** Start of Page extract **

And as for you gaara i have bagsed a bed, so with all the maturity i possess.....ner ne ner ne ner ner


----------



## stary boy (Feb 9, 2007)

can i share with you bry  LOL


----------



## slim6y (Feb 9, 2007)

can i share with you bry and stary.... hey.. wait - it's my bed... "shotgun"


----------



## stary boy (Feb 9, 2007)

lol slimy i think you should be able to curl up at the end....


----------



## gaara (Feb 9, 2007)

oh yes, smelly girl feet - THATS hot....  you're in slim


----------



## salebrosus (Feb 10, 2007)

I'd be happy with a pillow in the gutter but if you guys still have floods up there i suppose that would out of the question.

Simone.


----------



## slim6y (Feb 10, 2007)

johnbowemonie said:


> I'd be happy with a pillow in the gutter but if you guys still have floods up there i suppose that would out of the question.
> 
> Simone.



I'm more than happy to supply you with the gutter, but don't push ya luck with the pillow 

I think I should have a spare tent by then if the other houses are full. But you might wanna bring ya own pillow!


----------



## salebrosus (Feb 10, 2007)

LOL Sounds fair enough to me, thanks buddy.

Simone.


----------



## Bryony (Feb 10, 2007)

johnbowemonie said:


> I'd be happy with a pillow in the gutter but if you guys still have floods up there i suppose that would out of the question.
> 
> Simone.


 

aww you can share a bed with me and stary


----------



## stary boy (Feb 10, 2007)

we'll squish in, no funny business bry!! LOL!


----------



## gaara (Feb 10, 2007)

** End of Page extract **

• What to work on
1. Render this sentence from the thread above into Spanish: "I think I should have a spare tent by then if the other houses are full."
2. Answer these questions using the thread above.
(a) After claiming "it's my bed", what word does slim6y put in quotation marks?
(b) According to slim6y, what should he have by then if the other houses are full?
(c) Bryony says the person quoted can share a bed with whom?
3. Reproduce the part of the thread starting with "I'm more than" and going on through "me, thanks buddy.".

** Start of Information given **

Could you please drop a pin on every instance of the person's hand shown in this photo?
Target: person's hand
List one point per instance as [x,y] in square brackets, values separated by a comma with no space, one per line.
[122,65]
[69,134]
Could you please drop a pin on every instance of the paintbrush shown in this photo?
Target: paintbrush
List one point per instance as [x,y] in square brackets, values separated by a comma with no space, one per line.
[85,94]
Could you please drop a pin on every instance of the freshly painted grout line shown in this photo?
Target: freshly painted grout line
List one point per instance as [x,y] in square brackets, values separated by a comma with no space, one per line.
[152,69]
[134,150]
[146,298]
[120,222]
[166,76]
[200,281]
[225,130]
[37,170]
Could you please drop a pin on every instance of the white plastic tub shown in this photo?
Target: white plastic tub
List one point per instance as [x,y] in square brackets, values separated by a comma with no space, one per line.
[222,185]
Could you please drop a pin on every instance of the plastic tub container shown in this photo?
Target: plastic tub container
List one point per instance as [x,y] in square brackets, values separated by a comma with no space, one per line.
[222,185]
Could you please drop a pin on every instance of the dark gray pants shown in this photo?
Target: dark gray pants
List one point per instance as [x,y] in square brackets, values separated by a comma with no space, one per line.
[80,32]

** End of Information given **
** Start of Information given **

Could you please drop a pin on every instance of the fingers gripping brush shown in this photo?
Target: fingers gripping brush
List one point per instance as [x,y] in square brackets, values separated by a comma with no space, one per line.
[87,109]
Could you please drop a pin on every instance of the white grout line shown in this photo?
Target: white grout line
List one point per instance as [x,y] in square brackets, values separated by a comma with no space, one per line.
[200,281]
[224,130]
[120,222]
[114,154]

** End of Information given **
** Start of Information given **

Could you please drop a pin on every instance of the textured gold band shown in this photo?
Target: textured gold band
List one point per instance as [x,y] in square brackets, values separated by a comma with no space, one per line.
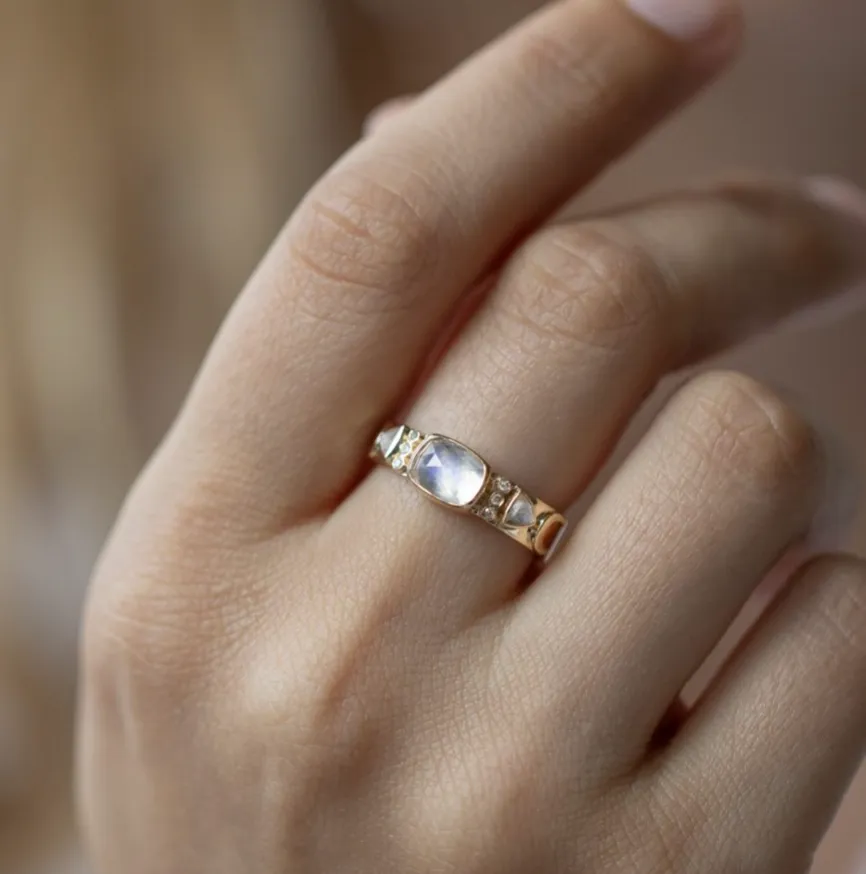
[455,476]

** End of Information given **

• Written answers
1. Creo que para entonces debería tener una tienda de campaña de sobra si las otras casas están llenas.

2.
(a) "shotgun"
(b) A spare tent.
(c) With Bryony and stary.

3.
I'm more than happy to supply you with the gutter, but don't push ya luck with the pillow 

I think I should have a spare tent by then if the other houses are full. But you might wanna bring ya own pillow!


----------



## salebrosus (Feb 10, 2007)

LOL Sounds fair enough to me, thanks buddy.